### TASK DESCRIPTION
The answer must be every line from the entries below that includes "ground".

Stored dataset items
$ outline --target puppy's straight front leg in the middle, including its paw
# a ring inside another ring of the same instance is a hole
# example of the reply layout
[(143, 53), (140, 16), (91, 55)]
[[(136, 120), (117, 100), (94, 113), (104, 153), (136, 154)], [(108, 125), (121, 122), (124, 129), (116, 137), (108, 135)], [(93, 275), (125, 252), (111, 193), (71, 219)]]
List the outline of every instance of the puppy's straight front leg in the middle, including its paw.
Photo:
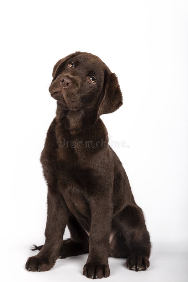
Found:
[(112, 202), (105, 195), (91, 199), (91, 228), (89, 235), (89, 255), (84, 265), (83, 275), (96, 279), (108, 277), (109, 236), (112, 221)]

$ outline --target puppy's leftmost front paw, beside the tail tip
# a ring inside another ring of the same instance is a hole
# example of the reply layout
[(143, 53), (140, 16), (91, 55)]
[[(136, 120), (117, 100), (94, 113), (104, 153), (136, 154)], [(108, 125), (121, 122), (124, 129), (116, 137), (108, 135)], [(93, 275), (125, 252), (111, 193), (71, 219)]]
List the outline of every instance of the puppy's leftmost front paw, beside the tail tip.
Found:
[(55, 260), (50, 260), (46, 257), (30, 257), (26, 264), (25, 268), (28, 271), (47, 271), (50, 270), (55, 264)]

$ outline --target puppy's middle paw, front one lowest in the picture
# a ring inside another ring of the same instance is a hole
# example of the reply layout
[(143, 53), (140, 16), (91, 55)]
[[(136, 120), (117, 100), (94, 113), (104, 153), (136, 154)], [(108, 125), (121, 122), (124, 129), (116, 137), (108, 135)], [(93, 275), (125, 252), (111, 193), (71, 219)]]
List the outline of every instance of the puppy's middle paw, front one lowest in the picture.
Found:
[(110, 275), (110, 269), (108, 264), (100, 263), (87, 263), (84, 265), (83, 275), (87, 278), (97, 279), (108, 277)]

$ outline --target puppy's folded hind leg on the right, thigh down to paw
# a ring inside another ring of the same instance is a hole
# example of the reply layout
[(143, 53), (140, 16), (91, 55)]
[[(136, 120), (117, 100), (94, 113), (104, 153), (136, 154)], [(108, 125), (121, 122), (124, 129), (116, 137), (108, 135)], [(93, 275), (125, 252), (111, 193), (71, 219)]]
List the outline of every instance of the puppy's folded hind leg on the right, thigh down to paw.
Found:
[(126, 206), (114, 218), (113, 224), (123, 235), (128, 249), (127, 267), (136, 271), (146, 270), (149, 267), (151, 243), (141, 208)]

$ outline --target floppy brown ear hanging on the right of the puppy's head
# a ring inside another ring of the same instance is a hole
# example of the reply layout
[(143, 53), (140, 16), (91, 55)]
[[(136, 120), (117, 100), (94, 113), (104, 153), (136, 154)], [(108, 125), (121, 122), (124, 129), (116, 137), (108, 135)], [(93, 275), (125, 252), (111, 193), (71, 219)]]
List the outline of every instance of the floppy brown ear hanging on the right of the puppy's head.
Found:
[(98, 105), (98, 118), (102, 114), (115, 112), (123, 104), (122, 92), (115, 73), (107, 73), (104, 78), (102, 96)]

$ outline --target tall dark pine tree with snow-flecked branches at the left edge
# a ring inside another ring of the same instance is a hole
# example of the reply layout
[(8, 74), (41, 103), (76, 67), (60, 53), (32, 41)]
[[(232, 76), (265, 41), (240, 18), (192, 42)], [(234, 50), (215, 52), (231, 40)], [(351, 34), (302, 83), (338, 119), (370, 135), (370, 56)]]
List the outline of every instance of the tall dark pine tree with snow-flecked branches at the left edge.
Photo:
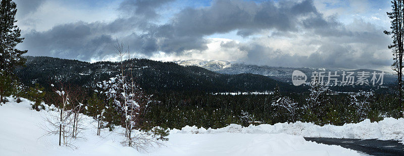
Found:
[(21, 55), (27, 50), (16, 49), (18, 43), (23, 42), (21, 30), (14, 25), (17, 20), (17, 5), (11, 0), (0, 2), (0, 102), (5, 102), (5, 92), (11, 84), (13, 70), (16, 66), (24, 65), (25, 59)]

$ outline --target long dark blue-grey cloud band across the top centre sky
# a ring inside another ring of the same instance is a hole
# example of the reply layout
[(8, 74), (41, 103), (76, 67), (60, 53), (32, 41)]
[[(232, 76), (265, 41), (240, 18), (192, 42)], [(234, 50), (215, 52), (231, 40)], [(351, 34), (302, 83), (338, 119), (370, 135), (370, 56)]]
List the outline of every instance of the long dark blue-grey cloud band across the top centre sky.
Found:
[[(297, 8), (297, 9), (296, 9)], [(206, 8), (186, 8), (164, 25), (149, 27), (145, 42), (158, 41), (149, 49), (181, 54), (185, 50), (204, 50), (208, 43), (204, 36), (239, 30), (248, 36), (262, 30), (297, 31), (299, 17), (322, 16), (312, 1), (275, 4), (272, 1), (257, 4), (249, 1), (214, 1)], [(143, 38), (141, 38), (143, 39)], [(136, 39), (135, 39), (136, 40)]]

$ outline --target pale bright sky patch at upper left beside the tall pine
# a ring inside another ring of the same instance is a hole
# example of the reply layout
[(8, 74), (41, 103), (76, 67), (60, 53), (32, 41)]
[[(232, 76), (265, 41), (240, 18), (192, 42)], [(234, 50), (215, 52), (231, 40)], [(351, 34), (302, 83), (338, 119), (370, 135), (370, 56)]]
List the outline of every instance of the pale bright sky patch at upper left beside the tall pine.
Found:
[[(26, 0), (16, 1), (17, 6)], [(118, 17), (117, 7), (122, 0), (115, 1), (44, 1), (35, 11), (27, 15), (17, 12), (17, 25), (25, 31), (46, 31), (60, 24), (71, 22), (110, 22)]]

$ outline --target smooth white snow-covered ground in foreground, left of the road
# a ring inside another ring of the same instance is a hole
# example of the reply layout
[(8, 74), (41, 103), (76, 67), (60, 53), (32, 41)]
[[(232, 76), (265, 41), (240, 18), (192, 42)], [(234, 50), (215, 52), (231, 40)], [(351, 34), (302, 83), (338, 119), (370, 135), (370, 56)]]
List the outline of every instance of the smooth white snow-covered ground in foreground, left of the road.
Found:
[(269, 125), (247, 128), (231, 125), (217, 130), (200, 128), (197, 129), (199, 134), (194, 134), (196, 127), (174, 129), (165, 146), (145, 153), (120, 144), (122, 128), (113, 132), (105, 129), (101, 136), (96, 136), (96, 122), (90, 117), (84, 120), (85, 138), (78, 138), (73, 143), (77, 148), (60, 147), (59, 136), (44, 135), (41, 128), (46, 124), (43, 118), (48, 112), (31, 110), (29, 101), (22, 100), (0, 106), (0, 155), (359, 155), (357, 151), (340, 146), (306, 141), (298, 136), (301, 133), (289, 135), (285, 134), (289, 131), (267, 131), (279, 128), (279, 124), (274, 128)]

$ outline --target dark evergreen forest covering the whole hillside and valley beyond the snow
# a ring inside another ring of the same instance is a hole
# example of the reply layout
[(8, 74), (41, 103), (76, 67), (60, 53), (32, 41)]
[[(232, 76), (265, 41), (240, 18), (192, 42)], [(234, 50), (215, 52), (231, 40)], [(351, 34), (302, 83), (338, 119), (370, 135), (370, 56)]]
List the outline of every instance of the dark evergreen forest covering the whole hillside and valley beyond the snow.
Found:
[[(55, 92), (51, 91), (51, 84), (63, 83), (65, 86), (84, 89), (83, 97), (88, 100), (84, 101), (85, 105), (91, 106), (91, 103), (103, 100), (105, 105), (111, 106), (111, 101), (106, 95), (99, 92), (94, 94), (94, 90), (100, 89), (96, 86), (98, 82), (110, 81), (110, 78), (120, 74), (119, 62), (87, 63), (50, 57), (26, 58), (25, 66), (17, 68), (15, 73), (26, 86), (32, 88), (33, 84), (37, 84), (36, 88), (45, 87), (45, 103), (52, 103), (49, 99), (56, 96)], [(311, 95), (309, 96), (310, 92), (313, 93), (309, 90), (310, 86), (296, 87), (263, 75), (227, 75), (197, 66), (180, 66), (172, 62), (147, 59), (131, 59), (122, 62), (122, 65), (124, 75), (133, 75), (137, 84), (146, 93), (153, 94), (151, 99), (156, 101), (148, 105), (147, 114), (144, 116), (146, 126), (180, 128), (185, 125), (197, 125), (220, 128), (230, 123), (247, 125), (249, 121), (277, 123), (296, 120), (338, 125), (359, 122), (362, 118), (377, 120), (381, 116), (397, 116), (397, 106), (392, 102), (394, 97), (389, 93), (391, 91), (389, 88), (366, 85), (330, 86), (331, 90), (322, 95), (326, 97), (327, 102), (323, 101), (323, 105), (319, 105), (321, 108), (314, 107), (307, 112), (307, 108), (303, 108), (313, 103), (310, 101)], [(366, 108), (366, 114), (351, 114), (358, 109), (350, 104), (352, 92), (372, 89), (377, 93), (375, 94), (377, 98), (367, 104), (369, 106)], [(275, 92), (269, 95), (225, 93), (240, 91)], [(216, 92), (224, 94), (212, 94)], [(274, 104), (282, 96), (286, 101), (295, 101), (293, 115)], [(122, 124), (121, 119), (117, 118), (116, 110), (108, 109), (107, 112), (106, 121)], [(89, 111), (90, 116), (96, 116), (91, 113)], [(289, 118), (291, 116), (293, 119)]]

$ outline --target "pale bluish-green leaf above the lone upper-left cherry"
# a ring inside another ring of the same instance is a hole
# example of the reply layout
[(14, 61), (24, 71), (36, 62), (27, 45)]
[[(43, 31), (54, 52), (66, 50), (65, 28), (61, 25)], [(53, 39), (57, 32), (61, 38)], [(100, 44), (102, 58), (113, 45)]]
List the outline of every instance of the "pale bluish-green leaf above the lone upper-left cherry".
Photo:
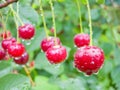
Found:
[(24, 23), (37, 24), (39, 20), (38, 13), (29, 5), (20, 5), (19, 14)]

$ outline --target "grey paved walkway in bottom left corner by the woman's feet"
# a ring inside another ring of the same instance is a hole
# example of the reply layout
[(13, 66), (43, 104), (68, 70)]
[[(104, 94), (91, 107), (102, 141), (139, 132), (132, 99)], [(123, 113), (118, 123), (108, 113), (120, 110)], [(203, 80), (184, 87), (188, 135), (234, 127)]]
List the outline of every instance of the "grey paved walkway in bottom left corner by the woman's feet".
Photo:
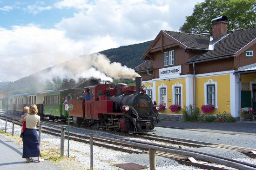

### REPLY
$ outline --target smooth white snow-covered ground in foreground, left of the road
List the outline of every instance of the smooth white snow-covered ground in foreground, left of the road.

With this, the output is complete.